§ Task to carry out
Write out the whole listing word for word.

(Point placement records)
<<<<
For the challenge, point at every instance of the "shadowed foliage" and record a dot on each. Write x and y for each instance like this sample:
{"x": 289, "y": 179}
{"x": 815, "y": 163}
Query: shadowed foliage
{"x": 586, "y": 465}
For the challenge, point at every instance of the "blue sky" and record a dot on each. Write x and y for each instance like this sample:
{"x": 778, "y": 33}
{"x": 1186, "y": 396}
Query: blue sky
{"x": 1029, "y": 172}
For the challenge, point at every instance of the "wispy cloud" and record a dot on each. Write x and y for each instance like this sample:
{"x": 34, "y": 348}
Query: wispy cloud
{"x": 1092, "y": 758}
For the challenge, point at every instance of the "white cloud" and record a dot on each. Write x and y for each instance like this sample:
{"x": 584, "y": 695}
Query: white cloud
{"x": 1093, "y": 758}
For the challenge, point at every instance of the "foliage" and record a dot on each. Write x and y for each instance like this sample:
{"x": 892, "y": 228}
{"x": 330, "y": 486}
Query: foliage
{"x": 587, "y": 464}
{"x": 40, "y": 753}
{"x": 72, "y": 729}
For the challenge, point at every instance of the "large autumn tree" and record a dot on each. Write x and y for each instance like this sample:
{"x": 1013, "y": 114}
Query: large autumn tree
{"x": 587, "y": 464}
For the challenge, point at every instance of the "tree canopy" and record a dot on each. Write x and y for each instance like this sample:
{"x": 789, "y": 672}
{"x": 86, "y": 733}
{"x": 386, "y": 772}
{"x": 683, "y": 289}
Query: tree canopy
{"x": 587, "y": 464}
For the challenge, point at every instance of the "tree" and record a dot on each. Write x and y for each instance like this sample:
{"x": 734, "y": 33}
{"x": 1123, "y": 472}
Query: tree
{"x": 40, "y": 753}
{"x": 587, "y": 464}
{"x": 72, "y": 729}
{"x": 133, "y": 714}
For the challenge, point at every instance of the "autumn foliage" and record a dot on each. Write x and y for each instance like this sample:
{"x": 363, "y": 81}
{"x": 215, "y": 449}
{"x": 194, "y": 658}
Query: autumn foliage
>>>>
§ The answer
For the challenge, point at every instance of the "shadowed foliage" and record a dot on each. Write x and y for each instance like this sample:
{"x": 289, "y": 179}
{"x": 815, "y": 163}
Query: shadowed foliage
{"x": 586, "y": 465}
For the challenge, point at every instance of the "blue sky" and record a dot on each. Write x and y for each instance like this sample:
{"x": 778, "y": 33}
{"x": 1186, "y": 396}
Query: blue sky
{"x": 1029, "y": 172}
For the challenge, point at every instance of the "wispy cloud" and record a dot on each. Write x and y for each instance like this sample:
{"x": 34, "y": 348}
Query: wispy cloud
{"x": 1092, "y": 758}
For the challenge, point at every instance of the "white cloud" and record a dot on each. Write x and y for each instance like this sample:
{"x": 584, "y": 695}
Query: white cloud
{"x": 1093, "y": 758}
For the challenge, point at every instance of the "foliage" and record a dot on each. Write x and y for each instance like this sample:
{"x": 892, "y": 228}
{"x": 330, "y": 486}
Query: foliage
{"x": 587, "y": 464}
{"x": 40, "y": 753}
{"x": 72, "y": 729}
For the challenge, point at every instance of the "large autumn tree" and record a dot on each. Write x and y for each instance like this sample:
{"x": 1013, "y": 114}
Query: large autumn tree
{"x": 587, "y": 464}
For the challenge, point at every instance of the "tree canopy" and record a dot on each. Write x and y for each instance like this sample:
{"x": 789, "y": 672}
{"x": 86, "y": 733}
{"x": 386, "y": 772}
{"x": 683, "y": 289}
Query: tree canopy
{"x": 587, "y": 464}
For the challenge, point at every instance of the "tree" and record a dot on each. Write x and y for each instance like this sample:
{"x": 734, "y": 33}
{"x": 1123, "y": 472}
Query: tree
{"x": 40, "y": 753}
{"x": 587, "y": 464}
{"x": 72, "y": 729}
{"x": 133, "y": 714}
For the challenge, point at every instance of the "autumn foliage" and record a dot on each. Write x and y for each instance like this sample:
{"x": 363, "y": 81}
{"x": 215, "y": 449}
{"x": 194, "y": 658}
Query: autumn foliage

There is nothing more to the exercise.